**PROVIDED RECORDS:**
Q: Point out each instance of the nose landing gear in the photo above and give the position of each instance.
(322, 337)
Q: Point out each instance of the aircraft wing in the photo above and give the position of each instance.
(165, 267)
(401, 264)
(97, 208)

**REQUIREMENTS:**
Extract each of the lines above verbatim, reproducing every word and coordinate without alteration.

**SOLUTION TO THIS EXERCISE:**
Q: Point out each instance of the nose landing gear in the photo above and give the position of each instance.
(322, 337)
Q: Point out each instance of the aircraft wing in the photo above and give the position of each instance.
(165, 267)
(401, 264)
(97, 208)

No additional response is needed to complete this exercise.